▶ _Task item A_:
Answer each question from the passage on UK unemployment and underemployment.
(i) What was the UK unemployment rate in quarter four of 2019?
(ii) When did the UK lockdown start?
(iii) What did the government pay under the job retention scheme?
▶ _Task item B_: Resume the passage on UK unemployment and underemployment, starting after its last sentence.

▶ _Reading passage_:
********

• After reaching record lows in 2019, the share of adults who are unemployed or underemployed increased in late 2020, probably as a result of the COVID-19 pandemic, before falling again throughout 2021.
  • The share of adults who are unemployed and underemployed is lower than the period following the 2008 financial crisis.
  • In the fourth quarter of 2021, 4.1% of adults older than 16 years were unemployed and 6.7% were underemployed.

This chart shows the proportion of economically active UK adults older than 16 years who have reported that they are either unemployed (currently without a job but actively seeking work) or underemployed (in work but looking for additional hours, an extra job or a job with more hours).

Work has a multidimensional relationship with health. It affects health directly and indirectly, and can have both positive (income and work-related benefits, and social networks) and negative effects (the impact of low-quality work on someone’s wellbeing).


  • Before lockdown, the UK had a strong employment performance, with unemployment at a record low, reaching 3.8% in quarter four (Q4) of 2019.
  • With the UK lockdown starting at the end of March 2020, unemployment rose. Peak unemployment stood at 5.2% in Q4 2020.
  • Unemployment is likely to have been higher if the government had not introduced the job retention scheme, in which it paid a proportion of employees’ wages during the pandemic restrictions.
  • Unemployment fell steadily throughout 2021, reaching 4.1% in Q4 2021 as restrictions were loosened.


  • 6.7% of the economically active population were underemployed in 2021.

********

▶ _Supplied material_:
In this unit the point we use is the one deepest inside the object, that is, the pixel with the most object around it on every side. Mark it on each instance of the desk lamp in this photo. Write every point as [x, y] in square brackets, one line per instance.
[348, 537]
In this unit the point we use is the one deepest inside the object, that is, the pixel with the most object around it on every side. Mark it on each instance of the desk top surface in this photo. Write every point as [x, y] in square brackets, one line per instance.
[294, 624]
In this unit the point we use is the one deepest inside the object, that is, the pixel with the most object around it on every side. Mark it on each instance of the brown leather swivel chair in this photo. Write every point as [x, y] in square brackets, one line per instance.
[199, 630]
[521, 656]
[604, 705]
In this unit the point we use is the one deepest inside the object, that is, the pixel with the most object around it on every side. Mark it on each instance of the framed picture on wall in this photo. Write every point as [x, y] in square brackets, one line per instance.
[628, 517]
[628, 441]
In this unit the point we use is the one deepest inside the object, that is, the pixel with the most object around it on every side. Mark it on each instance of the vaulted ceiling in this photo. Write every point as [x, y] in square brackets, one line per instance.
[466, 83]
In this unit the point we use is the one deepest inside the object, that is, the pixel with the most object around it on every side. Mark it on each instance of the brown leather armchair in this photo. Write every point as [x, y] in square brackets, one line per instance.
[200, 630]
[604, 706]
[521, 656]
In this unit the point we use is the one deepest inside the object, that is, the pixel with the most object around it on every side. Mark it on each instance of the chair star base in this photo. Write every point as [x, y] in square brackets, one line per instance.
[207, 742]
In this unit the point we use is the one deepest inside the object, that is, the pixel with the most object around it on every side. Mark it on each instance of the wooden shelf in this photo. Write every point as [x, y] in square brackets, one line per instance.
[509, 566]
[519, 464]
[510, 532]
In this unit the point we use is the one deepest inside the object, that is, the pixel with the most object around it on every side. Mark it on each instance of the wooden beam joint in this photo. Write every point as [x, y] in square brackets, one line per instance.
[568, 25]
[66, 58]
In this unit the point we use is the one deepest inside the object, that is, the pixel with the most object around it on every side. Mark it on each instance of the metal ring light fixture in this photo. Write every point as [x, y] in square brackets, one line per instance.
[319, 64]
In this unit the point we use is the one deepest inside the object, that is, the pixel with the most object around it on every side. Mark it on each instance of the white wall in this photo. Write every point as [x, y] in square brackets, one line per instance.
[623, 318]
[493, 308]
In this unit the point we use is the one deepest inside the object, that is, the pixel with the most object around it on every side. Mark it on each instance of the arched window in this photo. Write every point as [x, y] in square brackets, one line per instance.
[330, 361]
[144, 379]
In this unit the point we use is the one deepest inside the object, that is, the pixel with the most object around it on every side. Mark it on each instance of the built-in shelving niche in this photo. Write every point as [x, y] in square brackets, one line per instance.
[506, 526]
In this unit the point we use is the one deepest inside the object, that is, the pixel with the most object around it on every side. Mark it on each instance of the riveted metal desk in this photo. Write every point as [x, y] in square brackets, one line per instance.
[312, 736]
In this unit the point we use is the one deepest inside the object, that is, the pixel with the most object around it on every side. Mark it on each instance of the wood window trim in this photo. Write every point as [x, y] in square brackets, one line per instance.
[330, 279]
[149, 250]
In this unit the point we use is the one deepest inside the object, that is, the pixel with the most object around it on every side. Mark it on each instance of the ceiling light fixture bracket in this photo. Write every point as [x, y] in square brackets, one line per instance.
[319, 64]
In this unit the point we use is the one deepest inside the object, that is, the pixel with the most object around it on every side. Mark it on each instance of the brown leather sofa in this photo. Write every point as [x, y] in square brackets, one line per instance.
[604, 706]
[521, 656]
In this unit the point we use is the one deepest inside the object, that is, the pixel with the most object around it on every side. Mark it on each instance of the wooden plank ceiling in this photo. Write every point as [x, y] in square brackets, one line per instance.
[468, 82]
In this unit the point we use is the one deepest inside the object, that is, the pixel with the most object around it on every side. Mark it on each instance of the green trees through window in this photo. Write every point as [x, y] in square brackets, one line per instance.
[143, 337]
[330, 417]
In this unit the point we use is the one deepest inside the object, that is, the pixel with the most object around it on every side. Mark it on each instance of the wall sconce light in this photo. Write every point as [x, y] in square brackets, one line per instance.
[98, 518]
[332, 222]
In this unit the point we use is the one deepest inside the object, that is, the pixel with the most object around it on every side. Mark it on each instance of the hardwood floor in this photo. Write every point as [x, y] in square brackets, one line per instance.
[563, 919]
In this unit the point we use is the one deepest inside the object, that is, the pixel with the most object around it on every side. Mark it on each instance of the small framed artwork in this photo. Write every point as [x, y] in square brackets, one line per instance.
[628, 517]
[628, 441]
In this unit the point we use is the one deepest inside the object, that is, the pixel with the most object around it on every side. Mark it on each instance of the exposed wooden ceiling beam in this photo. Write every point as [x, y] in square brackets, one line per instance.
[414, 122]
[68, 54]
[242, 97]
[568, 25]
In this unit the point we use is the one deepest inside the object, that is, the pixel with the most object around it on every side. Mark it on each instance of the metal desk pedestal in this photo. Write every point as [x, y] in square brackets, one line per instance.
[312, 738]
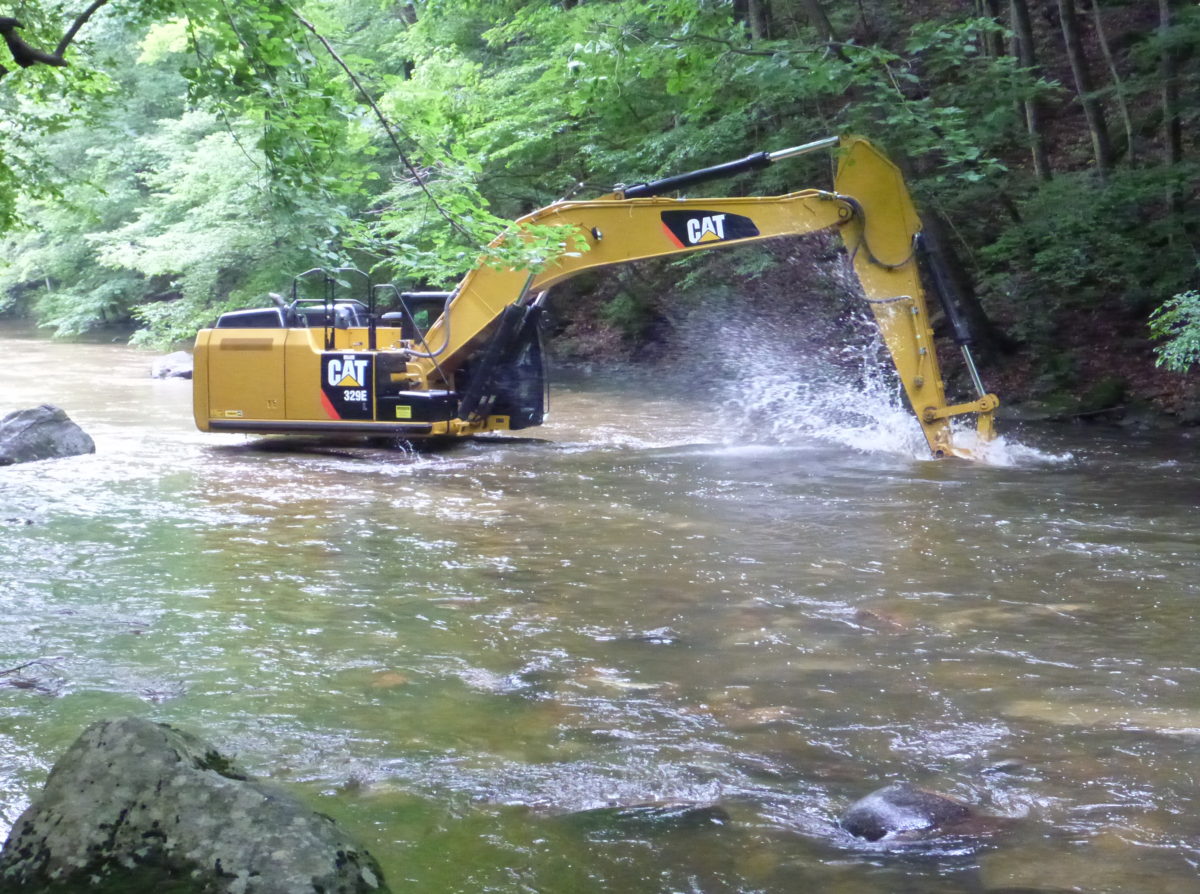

********

▶ _Task output A_:
(i) 3.8%
(ii) At the end of March 2020
(iii) A proportion of employees' wages during the pandemic restrictions

▶ _Task output B_:
  • Underemployment is still higher than it was before the 2008 recession. The number of underemployed people is twice as high as the number of unemployed people. However, the proportion of people who were underemployed declined from 9.8% in Q1 2013 to 7.1% in Q2 2018.
  • The proportion rose to a high of 8.4% in Q4 2020, then decreased sharply in 2021, reaching its lowest point (6.7%) since the 2008 recession at the end of the year.

Unemployment has returned to pre-pandemic levels. However, it will be important that policymakers consider the health implications of low pay, working hours and shifts from employment straight into economic inactivity at a time when inflation is starting to impact on household budgets.

Unemployment is defined as people actively seeking and being available for work. The unemployment rate is the unemployed population as a share of the economically active population. The underemployment rate is the underemployed population as a share of the economically active population.

The underemployment measure captures the number of people:

  • looking for an additional job 
  • looking for a new job with longer hours to replace their current job
  • wanting to work longer hours in their current job and at their basic rate of pay.

To be included in this measure, people also need to meet the following two criteria.

  1. They were available to start working longer hours within two weeks.
  2. They were working 40 hours or less per week (for people younger than 18 years) or 48 hours or less per week (for people aged 18 years and older), but wanted to work more hours.

This analysis uses the Labour Force Survey and the International Labour Organisation (ILO) definition of unemployment. It does not use the claimant count, which gives an administrative count of people receiving unemployment benefit.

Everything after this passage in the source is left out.